● **Work task**
Copy out every record that follows, word for word.

(Recorded data)
========

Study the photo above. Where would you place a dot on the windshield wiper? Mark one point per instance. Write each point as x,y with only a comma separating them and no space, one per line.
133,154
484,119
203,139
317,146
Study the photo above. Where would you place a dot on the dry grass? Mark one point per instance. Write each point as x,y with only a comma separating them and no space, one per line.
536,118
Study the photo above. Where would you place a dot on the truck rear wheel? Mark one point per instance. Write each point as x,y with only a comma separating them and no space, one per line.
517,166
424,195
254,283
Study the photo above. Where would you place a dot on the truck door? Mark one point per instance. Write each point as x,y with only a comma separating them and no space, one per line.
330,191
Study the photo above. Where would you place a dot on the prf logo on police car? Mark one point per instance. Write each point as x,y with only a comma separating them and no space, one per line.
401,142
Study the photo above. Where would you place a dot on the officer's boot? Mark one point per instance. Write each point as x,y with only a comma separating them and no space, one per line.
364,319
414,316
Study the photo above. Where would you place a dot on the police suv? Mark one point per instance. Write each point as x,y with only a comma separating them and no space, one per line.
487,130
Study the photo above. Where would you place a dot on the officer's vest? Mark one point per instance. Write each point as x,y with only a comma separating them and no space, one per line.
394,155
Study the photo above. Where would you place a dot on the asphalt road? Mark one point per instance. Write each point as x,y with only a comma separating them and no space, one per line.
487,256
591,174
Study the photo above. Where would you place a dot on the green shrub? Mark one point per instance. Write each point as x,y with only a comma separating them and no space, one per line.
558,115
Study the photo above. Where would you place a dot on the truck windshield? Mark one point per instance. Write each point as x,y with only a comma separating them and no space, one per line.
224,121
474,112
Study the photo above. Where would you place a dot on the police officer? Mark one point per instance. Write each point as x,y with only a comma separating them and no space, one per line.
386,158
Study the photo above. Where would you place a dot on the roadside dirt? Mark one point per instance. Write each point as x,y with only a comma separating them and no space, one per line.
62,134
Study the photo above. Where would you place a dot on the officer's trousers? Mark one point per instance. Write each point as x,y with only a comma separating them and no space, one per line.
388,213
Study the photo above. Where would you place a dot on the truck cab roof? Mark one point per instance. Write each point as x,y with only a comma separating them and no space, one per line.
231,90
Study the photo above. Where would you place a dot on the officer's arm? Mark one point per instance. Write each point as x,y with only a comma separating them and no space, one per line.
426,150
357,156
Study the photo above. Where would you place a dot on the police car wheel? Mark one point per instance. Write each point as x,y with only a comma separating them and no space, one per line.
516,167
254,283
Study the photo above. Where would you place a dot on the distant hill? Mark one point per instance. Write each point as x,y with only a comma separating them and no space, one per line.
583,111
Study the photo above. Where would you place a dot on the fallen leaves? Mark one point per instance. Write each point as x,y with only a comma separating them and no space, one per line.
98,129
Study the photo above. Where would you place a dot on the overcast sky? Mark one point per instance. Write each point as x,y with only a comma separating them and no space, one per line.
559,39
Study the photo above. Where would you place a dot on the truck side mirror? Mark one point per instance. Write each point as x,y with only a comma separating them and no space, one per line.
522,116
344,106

========

● **Reply to the task**
Study the photo above. Where would you place a dot on the windshield wiper? Mark one point per instance. Write each point as x,y with only a comma separating them and no space, one per line.
133,154
484,119
203,139
317,146
Study the photo above. Where would you place a dot on the dry grass? Mark one point per instance. Write each point as x,y with only a comma separating them and no space, one per line.
536,118
Study the photo above. Where would you place a dot on the truck rear wheel? Mark one point per instance. Write each point as x,y with only a comma separating them and no space, one per line.
517,166
424,195
254,283
Study the photo above. Where would you place a dot on the truck door? Mark one point per instance. Write each point as x,y with only a comma separating them and no space, one per line.
330,191
Study the photo above. Where would you place a dot on the prf logo on police car? Mark one point per instance. Write each point as x,y with only a comma separating them and no space, one per line.
401,142
Study the photo above. Where would you place a dot on the officer's boot? Mark one point per instance. Write each point as x,y with only a comma separating them and no space, one per line.
364,319
414,316
Study the photo above. Where would you place a dot on the police suv? Mark one point per instance. Write each point as x,y with only a comma separating them and no space, one per line.
487,130
Study the photo above. Where would you place a dot on the officer's vest? Mark one point per instance. Write each point as x,y with only a comma separating them and no space, one per line.
394,155
Study the photo above. Where would you place a dot on the asphalt road? Mark one point per instance. Write each point as x,y with only a comma separating them and no space, one per line.
487,256
591,174
Study the photo above. Where would you place a dot on the green shrub? Mark one point per instance. Write each point as x,y with only a comma separating them and no space, one per line.
558,115
Study the photo above. Where would you place a dot on the truck windshield? Mark one point per instance. Write each point as x,y with only a comma separating them and no space, one per line.
224,121
474,112
Study the photo above. Where would you place a dot on the police officer? Mark one point per instance. Write each point as x,y with only a comma separating them and no space, one per line.
386,158
Study the photo above. Where would you place a dot on the roadside dirt? Mark one point per instance. Write each point as x,y with only a comma separating them and no space, one per line.
62,134
Study the photo above. Where would you place a dot on the officer's trousers? Mark one point per instance. Write each point as x,y with only a comma separating them and no space, one per line.
388,213
Study the photo above. Where would you place a dot on the truck cab roof? Mark one point per instance. Write each point as x,y with only a comma separating them and no space, one per line.
231,90
Study the photo above. Where would you place a dot on the officer's arm? Mark one point per instance. Write each point as x,y with only a comma separating them and no space, one per line.
426,150
357,156
Study the photo above. Where would you place a dot on the police car wheel? Mark one point per instance. Write each point as x,y with only a comma separating them and no space, one per line.
516,167
254,283
Study the photo above. Where would you place a dot on the distant hill? Mark one point per instance. Write each point as x,y with only a comma separating them and no space, one per line.
583,111
Study the photo above. Where would you place a dot on the fallen leaves? Mark one point per instance. Write each point as x,y with only a comma separating them and no space, one per line.
98,129
Study the photo above. Where would you place a dot on the overcast sky? Mark one point per instance. Write each point as x,y with only a comma separating them and no space, one per line.
559,39
Study the photo above. Where would you place a dot on the truck side mirror? Mark one point per instance. Write each point as x,y with only a comma separating them and no space, one per line.
522,116
344,106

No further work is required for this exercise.